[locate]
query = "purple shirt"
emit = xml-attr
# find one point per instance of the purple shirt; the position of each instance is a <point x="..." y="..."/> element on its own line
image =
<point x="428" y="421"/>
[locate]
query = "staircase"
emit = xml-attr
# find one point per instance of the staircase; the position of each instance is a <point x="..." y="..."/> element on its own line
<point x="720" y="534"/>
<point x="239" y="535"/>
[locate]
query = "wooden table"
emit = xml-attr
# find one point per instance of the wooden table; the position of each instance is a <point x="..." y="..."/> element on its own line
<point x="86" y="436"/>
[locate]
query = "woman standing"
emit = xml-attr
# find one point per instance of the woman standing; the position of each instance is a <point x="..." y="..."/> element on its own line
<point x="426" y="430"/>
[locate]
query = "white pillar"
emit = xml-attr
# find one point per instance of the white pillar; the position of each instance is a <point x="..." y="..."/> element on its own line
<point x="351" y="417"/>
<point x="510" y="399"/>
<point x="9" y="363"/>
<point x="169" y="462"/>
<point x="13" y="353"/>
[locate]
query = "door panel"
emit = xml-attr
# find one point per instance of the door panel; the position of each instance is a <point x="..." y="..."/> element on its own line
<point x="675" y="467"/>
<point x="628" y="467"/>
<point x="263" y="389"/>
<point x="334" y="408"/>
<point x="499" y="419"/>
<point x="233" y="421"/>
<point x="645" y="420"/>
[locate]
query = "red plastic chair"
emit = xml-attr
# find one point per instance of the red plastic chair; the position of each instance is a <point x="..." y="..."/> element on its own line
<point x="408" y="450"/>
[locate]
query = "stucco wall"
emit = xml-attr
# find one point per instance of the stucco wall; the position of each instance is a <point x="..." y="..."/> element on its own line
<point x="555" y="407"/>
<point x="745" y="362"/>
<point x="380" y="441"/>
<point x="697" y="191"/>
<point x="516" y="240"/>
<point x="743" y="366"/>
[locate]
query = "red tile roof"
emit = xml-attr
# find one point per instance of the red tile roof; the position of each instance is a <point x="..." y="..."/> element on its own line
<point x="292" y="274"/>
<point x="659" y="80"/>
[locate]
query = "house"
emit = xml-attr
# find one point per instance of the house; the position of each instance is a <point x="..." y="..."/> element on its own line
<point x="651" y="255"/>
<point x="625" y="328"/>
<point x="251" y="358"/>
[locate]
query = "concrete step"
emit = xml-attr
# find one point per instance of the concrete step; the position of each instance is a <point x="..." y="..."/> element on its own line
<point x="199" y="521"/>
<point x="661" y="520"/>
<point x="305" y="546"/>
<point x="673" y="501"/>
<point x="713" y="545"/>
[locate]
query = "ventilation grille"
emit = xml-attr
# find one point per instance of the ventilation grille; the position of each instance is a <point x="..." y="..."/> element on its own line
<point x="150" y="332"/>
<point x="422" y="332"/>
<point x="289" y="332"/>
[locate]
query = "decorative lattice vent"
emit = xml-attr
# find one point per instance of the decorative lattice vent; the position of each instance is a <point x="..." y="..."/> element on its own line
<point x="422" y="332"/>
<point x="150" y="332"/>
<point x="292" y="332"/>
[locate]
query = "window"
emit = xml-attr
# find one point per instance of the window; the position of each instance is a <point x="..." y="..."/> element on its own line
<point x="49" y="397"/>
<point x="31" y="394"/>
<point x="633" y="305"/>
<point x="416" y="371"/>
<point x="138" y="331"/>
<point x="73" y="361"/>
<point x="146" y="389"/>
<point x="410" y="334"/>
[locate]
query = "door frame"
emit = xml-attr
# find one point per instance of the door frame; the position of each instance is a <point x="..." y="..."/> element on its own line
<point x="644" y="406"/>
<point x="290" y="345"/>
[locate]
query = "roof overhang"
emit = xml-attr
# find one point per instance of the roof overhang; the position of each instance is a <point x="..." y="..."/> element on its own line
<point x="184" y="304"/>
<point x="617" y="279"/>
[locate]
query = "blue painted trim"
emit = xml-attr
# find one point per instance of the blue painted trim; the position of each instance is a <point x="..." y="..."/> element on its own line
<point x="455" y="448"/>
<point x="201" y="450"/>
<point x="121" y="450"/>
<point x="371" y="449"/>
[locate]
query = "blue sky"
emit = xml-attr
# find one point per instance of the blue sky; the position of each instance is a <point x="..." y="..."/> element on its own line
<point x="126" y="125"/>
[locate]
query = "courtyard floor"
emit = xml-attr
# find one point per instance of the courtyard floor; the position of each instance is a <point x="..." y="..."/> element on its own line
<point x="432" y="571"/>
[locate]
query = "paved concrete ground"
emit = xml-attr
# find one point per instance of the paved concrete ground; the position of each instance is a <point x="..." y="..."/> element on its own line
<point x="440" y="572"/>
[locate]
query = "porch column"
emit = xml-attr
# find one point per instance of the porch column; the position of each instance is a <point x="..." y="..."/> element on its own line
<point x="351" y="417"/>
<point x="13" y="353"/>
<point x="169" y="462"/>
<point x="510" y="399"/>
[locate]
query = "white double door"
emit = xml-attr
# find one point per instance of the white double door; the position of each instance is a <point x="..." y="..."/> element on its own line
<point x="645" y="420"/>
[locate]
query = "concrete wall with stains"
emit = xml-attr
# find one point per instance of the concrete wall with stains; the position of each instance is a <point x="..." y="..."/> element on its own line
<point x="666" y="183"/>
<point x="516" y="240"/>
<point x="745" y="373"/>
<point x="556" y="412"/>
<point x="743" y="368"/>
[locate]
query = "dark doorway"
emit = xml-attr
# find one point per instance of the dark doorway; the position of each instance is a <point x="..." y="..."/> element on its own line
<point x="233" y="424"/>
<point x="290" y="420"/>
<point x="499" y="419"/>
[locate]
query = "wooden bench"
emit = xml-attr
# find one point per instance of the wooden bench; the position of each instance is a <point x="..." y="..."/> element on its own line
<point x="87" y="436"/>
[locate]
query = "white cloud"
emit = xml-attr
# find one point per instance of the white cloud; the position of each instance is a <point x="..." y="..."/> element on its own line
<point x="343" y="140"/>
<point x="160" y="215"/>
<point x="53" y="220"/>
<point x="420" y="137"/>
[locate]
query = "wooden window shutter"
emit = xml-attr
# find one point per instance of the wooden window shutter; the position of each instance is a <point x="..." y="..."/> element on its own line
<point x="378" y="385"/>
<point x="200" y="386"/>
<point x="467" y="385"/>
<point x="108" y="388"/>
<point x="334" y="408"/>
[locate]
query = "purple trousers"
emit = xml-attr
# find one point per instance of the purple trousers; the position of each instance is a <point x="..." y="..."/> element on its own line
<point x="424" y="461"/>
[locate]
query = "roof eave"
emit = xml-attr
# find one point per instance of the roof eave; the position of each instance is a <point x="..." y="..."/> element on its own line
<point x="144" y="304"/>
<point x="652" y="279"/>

**THE REQUEST**
Extract every line in the records above that contains the word "ventilation", copying each line in full.

**RESULT OF THE TASK**
query = "ventilation grille"
# find one point per instance of the ventilation grille; the position of each instance is a <point x="..." y="..."/> element on its own line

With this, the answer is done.